_EXERCISE AIM:_
All that is wanted is the lines from the first line of the listing below through the line containing "sample | <point>37,93</point>", written out exactly with pictures left out.

*** AVAILABLE DATA Section Begins ***

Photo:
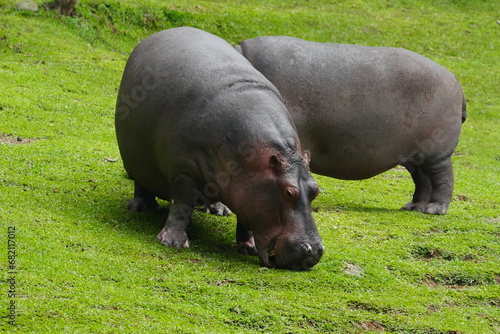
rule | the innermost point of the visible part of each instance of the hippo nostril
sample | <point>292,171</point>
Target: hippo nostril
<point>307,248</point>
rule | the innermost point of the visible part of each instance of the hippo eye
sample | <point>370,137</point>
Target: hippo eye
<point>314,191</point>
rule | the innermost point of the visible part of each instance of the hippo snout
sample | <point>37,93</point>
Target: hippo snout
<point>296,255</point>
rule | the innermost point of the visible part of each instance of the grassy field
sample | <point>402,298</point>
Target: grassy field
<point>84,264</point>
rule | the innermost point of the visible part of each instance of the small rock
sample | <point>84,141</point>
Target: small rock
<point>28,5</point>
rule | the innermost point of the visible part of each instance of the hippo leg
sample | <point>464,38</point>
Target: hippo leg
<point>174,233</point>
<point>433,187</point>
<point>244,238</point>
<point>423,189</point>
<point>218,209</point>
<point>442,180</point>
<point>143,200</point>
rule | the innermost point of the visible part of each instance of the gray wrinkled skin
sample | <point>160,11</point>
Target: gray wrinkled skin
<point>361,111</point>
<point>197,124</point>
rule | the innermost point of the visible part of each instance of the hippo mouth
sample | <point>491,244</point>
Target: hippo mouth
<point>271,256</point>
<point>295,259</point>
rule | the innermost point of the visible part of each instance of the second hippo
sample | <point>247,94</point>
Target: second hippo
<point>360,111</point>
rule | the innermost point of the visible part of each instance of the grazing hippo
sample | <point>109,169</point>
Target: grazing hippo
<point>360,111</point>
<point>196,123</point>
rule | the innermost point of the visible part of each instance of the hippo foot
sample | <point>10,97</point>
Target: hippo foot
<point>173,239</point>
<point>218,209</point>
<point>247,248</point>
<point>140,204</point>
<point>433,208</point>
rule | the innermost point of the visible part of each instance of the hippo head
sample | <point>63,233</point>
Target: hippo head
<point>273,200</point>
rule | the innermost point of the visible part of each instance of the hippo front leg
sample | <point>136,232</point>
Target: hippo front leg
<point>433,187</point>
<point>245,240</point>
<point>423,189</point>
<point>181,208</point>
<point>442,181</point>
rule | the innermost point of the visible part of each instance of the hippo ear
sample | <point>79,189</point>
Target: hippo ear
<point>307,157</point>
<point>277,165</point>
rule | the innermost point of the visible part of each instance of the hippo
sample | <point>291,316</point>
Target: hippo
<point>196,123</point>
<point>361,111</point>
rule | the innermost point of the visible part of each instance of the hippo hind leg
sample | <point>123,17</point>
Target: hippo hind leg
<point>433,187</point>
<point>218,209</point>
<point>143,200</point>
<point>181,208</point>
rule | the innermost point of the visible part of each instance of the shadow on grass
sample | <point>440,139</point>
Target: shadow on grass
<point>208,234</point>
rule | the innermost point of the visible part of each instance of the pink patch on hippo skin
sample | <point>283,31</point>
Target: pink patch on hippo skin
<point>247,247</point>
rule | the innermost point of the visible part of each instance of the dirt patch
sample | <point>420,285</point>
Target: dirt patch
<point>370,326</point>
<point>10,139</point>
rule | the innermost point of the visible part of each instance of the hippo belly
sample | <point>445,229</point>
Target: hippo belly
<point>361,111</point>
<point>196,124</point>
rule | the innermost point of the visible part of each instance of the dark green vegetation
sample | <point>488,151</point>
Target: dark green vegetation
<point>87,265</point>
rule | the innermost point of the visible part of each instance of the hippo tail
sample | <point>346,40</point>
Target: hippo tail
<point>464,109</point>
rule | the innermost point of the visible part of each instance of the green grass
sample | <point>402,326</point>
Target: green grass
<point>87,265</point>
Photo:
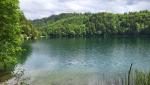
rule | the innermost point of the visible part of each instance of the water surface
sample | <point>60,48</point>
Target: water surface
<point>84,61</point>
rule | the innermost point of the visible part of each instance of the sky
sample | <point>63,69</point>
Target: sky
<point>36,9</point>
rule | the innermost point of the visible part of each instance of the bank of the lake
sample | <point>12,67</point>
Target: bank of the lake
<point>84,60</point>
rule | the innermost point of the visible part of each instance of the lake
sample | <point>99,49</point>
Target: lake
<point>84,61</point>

*** AVAILABLE DATA Section Ends ***

_ANSWER SECTION:_
Photo:
rule | the innermost point of the visible part of each instance of the hippo nostril
sample | <point>292,171</point>
Target: hippo nostril
<point>307,248</point>
rule | the innermost point of the visible part of each instance of the hippo eye
sample | <point>370,137</point>
Target: hippo eye
<point>314,191</point>
rule | the innermost point of the visible part of each instance of the hippo snout
sample | <point>37,93</point>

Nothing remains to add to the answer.